##### EXTRACT PROVIDED

A lot of times I really don't want to do it. I'll go months, and sometimes years between professional haircuts. For most of the 90s I'd shave parts of my head and cut what was on top by shear guess work. It had a kind of D-I-Y mystique.
But now, most of the time, I feel a bit old for that. I save it up until that moment when I look in the mirror and realize I look like like 1978 and something really needs to be done about it. So, I flip the switch un my head that says "it's haircut time," and I take care of it. I also prepare myself for inevitable disappointment.
I'm probably not going to be happy with what I get.
And the experience itself is difficult. Not as difficult as for some. I don't throw tantrums. I like the sensory experience of the clippers but not so much the scissors. It's not too bad for me, but I can totally see how it could be a million times worse for someone with a stronger sensory reaction.
My first trouble is that, sitting in the chair, I just can't explain what I want. So the barber or stylist just does what seems natural and I usually end up with either a 'big boy haircut' or the Anderson Cooper. What I want is something different, but I lack the words to explain it.
And maybe there aren't words. Maybe there's just this internal sense of what it is I want my hair to be that just doesn't match the training and the expectations of the stylist. In some ways, what I want is a crazy manga haystack of hair. What would happen if I said that? But I never can quite say that, probably because of the second thing.
The second thing is the physical proximity to another person that I don't know so well. It sets off a lot of weird things inside me. When I go to the dentist, my gums swell from anxiety and are prone to bleeding. That's another story.

##########
##### RECORD SET

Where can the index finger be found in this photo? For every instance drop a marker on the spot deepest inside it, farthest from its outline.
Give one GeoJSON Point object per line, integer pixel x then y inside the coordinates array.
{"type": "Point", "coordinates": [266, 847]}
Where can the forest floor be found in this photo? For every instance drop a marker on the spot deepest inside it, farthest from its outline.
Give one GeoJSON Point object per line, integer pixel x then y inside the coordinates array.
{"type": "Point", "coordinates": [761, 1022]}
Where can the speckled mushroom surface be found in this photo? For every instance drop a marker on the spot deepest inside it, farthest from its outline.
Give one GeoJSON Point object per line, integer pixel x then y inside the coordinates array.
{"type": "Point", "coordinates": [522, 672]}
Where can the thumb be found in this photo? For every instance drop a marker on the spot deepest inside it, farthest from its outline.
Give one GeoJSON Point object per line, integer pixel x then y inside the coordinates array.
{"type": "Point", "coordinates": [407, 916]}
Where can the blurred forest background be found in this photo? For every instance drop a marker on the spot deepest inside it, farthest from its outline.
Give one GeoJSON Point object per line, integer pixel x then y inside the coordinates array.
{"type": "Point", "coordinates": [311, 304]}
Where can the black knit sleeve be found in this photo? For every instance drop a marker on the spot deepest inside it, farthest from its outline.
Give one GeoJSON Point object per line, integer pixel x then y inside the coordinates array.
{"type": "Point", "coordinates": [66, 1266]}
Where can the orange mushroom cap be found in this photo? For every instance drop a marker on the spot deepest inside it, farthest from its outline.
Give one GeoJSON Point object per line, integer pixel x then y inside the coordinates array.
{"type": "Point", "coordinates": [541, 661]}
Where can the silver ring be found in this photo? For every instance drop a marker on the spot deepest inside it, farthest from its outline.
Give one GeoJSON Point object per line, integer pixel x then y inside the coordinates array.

##########

**TASKS FOR THIS EXERCISE:**
• 1. Set down the stretch of the haircut passage from "I'm probably not" through "stronger sensory reaction.", copying every word and punctuation mark as it appears.
• 2. Resume the passage about getting a haircut, beginning right after its final sentence.

**ANSWERS FOR THE TASKS:**
• 1.
I'm probably not going to be happy with what I get.
And the experience itself is difficult. Not as difficult as for some. I don't throw tantrums. I like the sensory experience of the clippers but not so much the scissors. It's not too bad for me, but I can totally see how it could be a million times worse for someone with a stronger sensory reaction.

• 2.
The barbershop is a very different environment than the dentist office. It's less clinical, better music, and the stylist always is ready to chat. The conversational aspect is the killer. It's easy to be taciturn with a chatty dental hygenist, because your speaking organ is compromised. There is no such built in defense against the small talk of the hair stylist.
And the stylist is so, so close. Touching my head and really getting closer to me than I'm used to lately. And it's confusing.
In a way, it feels very intimate. But I don't know what to do with that feeling. It's a misreading. The stylist is doing her job. Today it was a her, which simultaneously makes it easier to relax and easier to get confused about the misreadings caused by proximity.
With a male stylist, I know where I stand. I've long since figured out that I'm not attracted to men. Long ago I gave the question a proper amount of objective consideration. I can be okay with knowing who I am in that interaction.
With a female stylist, especially an attractive one who seems to fall in the same general age bracket as myself, signals start getting sent. Not of a creepy variety, so much, but just of the kind that, well, hell, it creeps me out. I don't know who I am in relation to this person who is putting her hands on my head. Especially since small talk is part of the exchange. Is there some underlying hint within her question about what I was planning on doing that evening?
Probably not. Now I can see it as probably not. Or was it? It doesn't matter now, but at the time I was confused. Was there some sort of perfect answer she was hoping for and if I'd said it we could have ended up hanging out after her shift watching reruns of Doctor Who? And is that the kind of thing I want out of a trip to get a haitcut?
I suppose this is it. When people get that close to me, I cease to be able to figure out what they want out of the interaction. There is too much information all at once for me to sort through, and I can't even figure enough of my way through it to be able to say 'no, not so short with the bangs.'
When I was married, it was easier. It was easier to know who I was in relation to other people. Certain levels of intimate connection were out of the equation as soon as I said the words 'my wife.' But now I don't know. I could be anybody.
That's the most terrifying thing about getting a haircut. Someone is so close to me, way inside my personal bubble, physically doing things to the outside of my head. If I don't know who I am, could they be doing things to the inside of it, too?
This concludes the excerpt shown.